◆ Source passage
* * * * * * * * *

Dec 21, 2018
Gillings School of Global Public Health at the University of North Carolina at Chapel Hill features research by two Carolina Population Center Fellows, Shu Wen Ng, PhD, and Barry Popkin, PhD. Their research focuses on the introduction of a sugar-sweetened beverage tax in Mexico, and its impact on household purchases. Ng and Popkin found that “not only did purchases of unhealthier beverages decrease, but also that the purchases of healthier beverages rose.”
Original story below, published by Gillings School of Global Public Health, UNC-Chapel Hill.
Households in Mexico decreased unhealthy drink purchases following tax, study finds
December 14, 2018
Households in Mexico that regularly purchased high quantities of sugar-sweetened beverages purchased significantly fewer of those beverages after a 2014 excise tax was implemented, a finding which shows the tax is having a positive impact on the country’s public health, particularly among those who have the least healthful habits.
UNC Gillings School of Global Public Health faculty members Shu Wen Ng, PhD, associate professor of nutrition, and Barry Popkin, PhD, W. R. Kenan Jr. Distinguished Professor of nutrition, are co-authors of the paper, “Did high sugar sweetened beverage purchasers respond differently to the excise tax on sugar-sweetened beverages in Mexico?,” published online Dec. 14 in Public Health Nutrition.

* * * * * * * * *

◆ Material supplied

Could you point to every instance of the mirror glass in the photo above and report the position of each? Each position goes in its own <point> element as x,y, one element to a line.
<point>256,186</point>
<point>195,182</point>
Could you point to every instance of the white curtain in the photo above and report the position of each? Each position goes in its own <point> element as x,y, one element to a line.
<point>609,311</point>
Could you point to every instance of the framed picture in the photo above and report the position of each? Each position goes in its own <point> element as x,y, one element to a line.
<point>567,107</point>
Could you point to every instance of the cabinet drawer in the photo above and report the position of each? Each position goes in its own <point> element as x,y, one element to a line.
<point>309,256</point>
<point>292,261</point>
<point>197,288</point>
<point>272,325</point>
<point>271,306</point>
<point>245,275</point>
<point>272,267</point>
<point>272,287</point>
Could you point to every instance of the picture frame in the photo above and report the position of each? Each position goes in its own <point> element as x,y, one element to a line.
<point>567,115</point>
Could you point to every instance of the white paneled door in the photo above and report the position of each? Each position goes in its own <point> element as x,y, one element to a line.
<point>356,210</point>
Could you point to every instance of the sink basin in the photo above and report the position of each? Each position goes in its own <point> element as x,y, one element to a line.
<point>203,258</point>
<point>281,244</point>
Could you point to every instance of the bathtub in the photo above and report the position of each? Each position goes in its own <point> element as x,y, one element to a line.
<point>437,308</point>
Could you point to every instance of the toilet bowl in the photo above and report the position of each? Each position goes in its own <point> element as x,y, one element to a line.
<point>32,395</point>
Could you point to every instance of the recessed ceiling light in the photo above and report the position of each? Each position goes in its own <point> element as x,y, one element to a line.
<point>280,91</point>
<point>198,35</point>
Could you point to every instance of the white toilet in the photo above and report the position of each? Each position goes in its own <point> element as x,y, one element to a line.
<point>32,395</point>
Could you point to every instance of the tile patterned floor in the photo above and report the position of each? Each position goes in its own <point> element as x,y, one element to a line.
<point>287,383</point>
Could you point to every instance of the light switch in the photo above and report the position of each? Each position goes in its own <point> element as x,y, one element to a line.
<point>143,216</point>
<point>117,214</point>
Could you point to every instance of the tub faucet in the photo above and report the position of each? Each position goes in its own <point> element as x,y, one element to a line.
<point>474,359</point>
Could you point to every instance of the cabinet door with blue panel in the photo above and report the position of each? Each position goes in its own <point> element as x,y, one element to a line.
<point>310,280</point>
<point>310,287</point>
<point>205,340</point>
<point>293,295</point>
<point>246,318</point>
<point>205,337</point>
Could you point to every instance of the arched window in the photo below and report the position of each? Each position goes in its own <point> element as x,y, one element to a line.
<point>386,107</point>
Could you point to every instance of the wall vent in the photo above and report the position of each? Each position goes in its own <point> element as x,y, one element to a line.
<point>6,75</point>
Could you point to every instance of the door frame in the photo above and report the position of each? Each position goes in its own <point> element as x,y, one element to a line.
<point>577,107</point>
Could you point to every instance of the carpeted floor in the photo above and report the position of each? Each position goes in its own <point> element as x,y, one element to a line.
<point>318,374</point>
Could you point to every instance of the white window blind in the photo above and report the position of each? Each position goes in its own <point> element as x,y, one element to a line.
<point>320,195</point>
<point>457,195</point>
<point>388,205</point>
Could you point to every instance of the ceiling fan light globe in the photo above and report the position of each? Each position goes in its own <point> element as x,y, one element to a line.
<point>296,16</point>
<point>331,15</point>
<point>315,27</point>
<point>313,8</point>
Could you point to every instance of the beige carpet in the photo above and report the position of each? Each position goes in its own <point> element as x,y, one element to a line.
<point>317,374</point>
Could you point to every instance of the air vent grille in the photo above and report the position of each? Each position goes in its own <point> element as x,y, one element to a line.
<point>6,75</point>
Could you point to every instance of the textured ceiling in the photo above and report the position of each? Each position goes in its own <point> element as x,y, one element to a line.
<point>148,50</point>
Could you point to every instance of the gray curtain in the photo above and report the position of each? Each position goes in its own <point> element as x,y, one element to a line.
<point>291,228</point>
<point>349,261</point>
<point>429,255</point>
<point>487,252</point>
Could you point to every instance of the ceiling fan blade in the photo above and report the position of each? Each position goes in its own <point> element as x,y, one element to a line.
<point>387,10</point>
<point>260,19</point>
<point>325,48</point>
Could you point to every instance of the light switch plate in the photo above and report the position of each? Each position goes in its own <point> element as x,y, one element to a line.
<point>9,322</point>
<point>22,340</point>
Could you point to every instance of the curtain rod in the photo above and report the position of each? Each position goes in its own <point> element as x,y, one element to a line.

* * * * * * * * *

◆ Directives
**1.** In the beverage tax story, substitute "sugary drinks" for "sugar-sweetened beverages" in the stretch from "Households in Mexico decreased" through "least healthful habits.".
**2.** Summarize the beverage tax story in two sentences.
**3.** According to the beverage tax story, in what year was Mexico's excise tax on sugar-sweetened beverages implemented?
The listing above is separate material from the text about Mexico's beverage tax.

◆ Solved problems
**1.**
Households in Mexico decreased unhealthy drink purchases following tax, study finds
December 14, 2018
Households in Mexico that regularly purchased high quantities of sugary drinks purchased significantly fewer of those beverages after a 2014 excise tax was implemented, a finding which shows the tax is having a positive impact on the country’s public health, particularly among those who have the least healthful habits.

**2.** Research by Shu Wen Ng and Barry Popkin of UNC's Gillings School of Global Public Health found that Mexican households that regularly bought high quantities of sugar-sweetened beverages bought significantly fewer after a 2014 excise tax was implemented. The researchers found that purchases of unhealthier beverages decreased while purchases of healthier beverages rose, and their paper was published online Dec. 14 in Public Health Nutrition.

**3.** 2014